-- SOURCE DATA --
********************

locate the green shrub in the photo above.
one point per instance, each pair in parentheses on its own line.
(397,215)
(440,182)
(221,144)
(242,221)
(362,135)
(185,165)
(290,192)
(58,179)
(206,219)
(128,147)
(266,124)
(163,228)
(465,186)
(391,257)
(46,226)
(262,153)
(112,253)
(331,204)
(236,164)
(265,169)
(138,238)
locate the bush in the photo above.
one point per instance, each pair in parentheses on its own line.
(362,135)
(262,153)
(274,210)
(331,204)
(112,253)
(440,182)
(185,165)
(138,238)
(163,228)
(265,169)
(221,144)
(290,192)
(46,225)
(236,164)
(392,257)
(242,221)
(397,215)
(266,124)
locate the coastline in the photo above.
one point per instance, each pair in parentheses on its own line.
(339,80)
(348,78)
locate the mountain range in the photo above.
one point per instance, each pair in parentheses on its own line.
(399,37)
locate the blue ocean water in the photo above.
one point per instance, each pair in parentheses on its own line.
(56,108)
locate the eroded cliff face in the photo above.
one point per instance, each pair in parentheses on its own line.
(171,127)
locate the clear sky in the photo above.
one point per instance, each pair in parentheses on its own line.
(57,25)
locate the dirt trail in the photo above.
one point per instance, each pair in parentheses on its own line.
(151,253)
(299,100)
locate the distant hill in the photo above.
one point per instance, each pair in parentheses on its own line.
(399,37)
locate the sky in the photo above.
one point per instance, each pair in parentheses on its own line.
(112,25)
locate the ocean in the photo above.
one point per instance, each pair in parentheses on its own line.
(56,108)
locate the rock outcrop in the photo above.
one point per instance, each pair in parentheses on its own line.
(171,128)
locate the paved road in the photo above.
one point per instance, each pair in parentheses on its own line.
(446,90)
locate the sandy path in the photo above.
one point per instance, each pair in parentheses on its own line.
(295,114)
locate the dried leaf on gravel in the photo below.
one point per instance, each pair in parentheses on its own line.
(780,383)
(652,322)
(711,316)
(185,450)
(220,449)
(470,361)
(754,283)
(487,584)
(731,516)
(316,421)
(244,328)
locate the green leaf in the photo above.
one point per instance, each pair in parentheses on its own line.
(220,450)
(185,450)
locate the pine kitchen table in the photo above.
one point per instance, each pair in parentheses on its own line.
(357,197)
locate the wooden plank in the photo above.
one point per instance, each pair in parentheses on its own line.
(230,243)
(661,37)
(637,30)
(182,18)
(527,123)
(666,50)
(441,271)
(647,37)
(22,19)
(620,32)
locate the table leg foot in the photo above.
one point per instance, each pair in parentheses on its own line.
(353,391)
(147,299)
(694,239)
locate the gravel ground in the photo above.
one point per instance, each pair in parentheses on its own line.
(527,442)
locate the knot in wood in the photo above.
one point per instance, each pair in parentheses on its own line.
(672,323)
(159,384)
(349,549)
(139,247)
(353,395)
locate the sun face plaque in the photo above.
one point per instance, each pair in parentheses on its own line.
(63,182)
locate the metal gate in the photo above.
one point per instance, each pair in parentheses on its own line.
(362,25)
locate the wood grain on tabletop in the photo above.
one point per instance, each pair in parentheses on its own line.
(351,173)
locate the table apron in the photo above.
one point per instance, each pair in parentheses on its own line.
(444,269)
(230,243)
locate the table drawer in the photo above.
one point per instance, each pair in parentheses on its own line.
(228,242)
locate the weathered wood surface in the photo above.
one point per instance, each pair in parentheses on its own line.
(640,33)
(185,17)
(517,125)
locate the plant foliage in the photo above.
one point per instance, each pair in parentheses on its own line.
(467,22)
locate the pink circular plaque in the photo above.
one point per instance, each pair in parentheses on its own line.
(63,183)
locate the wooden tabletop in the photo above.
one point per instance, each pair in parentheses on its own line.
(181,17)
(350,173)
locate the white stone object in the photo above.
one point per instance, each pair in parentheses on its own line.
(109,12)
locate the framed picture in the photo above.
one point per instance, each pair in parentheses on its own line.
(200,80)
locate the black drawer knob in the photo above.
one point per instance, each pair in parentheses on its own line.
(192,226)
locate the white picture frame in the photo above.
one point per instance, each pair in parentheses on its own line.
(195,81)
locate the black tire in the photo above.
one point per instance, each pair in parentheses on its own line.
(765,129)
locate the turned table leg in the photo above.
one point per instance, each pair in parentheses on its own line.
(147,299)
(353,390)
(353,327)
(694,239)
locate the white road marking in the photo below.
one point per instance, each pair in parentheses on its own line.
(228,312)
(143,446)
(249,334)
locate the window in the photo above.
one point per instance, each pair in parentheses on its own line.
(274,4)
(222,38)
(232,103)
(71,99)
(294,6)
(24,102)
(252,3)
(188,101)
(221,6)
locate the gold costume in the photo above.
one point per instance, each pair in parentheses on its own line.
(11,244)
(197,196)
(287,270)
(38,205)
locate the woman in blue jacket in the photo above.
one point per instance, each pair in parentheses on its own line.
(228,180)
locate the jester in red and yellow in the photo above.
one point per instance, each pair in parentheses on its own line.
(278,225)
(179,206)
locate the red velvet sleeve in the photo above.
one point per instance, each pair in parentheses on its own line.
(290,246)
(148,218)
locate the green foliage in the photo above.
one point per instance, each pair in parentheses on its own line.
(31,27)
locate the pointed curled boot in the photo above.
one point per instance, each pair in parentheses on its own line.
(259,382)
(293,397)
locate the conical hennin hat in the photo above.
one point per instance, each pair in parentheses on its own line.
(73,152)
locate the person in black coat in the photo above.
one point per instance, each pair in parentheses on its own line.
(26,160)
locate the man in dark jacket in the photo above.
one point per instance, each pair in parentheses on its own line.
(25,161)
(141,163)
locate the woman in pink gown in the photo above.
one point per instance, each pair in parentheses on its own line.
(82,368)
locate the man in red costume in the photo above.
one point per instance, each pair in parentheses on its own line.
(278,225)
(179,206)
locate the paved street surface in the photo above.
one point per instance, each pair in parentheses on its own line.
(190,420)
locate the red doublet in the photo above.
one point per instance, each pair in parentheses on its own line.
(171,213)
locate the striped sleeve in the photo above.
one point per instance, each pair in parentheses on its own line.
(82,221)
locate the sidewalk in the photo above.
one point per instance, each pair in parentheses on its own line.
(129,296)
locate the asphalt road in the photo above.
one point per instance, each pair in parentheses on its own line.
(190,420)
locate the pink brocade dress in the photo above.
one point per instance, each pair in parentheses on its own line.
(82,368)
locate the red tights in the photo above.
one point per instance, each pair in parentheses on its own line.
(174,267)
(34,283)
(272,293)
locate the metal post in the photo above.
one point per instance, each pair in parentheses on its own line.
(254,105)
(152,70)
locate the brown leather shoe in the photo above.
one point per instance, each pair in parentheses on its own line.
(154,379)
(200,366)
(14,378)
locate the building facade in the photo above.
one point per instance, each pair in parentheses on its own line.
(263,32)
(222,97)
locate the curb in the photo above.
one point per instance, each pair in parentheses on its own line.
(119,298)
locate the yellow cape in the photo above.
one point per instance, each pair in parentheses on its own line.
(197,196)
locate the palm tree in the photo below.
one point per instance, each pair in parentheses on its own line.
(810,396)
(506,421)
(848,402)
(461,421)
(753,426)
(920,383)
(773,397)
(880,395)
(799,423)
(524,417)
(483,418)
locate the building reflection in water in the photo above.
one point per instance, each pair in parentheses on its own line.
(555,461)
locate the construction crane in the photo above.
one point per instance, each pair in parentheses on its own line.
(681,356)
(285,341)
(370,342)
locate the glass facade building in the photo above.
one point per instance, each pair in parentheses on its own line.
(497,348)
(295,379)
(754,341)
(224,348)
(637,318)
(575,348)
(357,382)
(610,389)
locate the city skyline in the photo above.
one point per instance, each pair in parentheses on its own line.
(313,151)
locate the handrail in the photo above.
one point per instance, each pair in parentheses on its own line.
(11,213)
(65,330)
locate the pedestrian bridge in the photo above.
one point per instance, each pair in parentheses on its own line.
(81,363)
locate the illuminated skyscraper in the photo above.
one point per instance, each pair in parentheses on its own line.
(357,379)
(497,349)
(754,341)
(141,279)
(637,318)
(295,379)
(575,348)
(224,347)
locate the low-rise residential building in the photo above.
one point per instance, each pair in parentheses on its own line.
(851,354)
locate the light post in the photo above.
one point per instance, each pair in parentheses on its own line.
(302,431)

********************

-- WHAT TO PRODUCE --
Convert the material above into a numbered list. Start with the line that contains "locate the illuminated", go on through the final line of the material with both included, and leave out any blank lines.

-- WRITTEN RESPONSE --
1. locate the illuminated skyscraper in the photo above.
2. one point per instance, each pair in parentheses on its own line.
3. (357,379)
4. (497,349)
5. (754,341)
6. (141,279)
7. (637,318)
8. (295,379)
9. (575,348)
10. (224,347)
11. locate the low-rise residential building in the photo above.
12. one point per instance, each pair in parentheses on its own line.
13. (851,354)
14. locate the light post in the photo above.
15. one point per instance, each pair in parentheses on its own line.
16. (302,431)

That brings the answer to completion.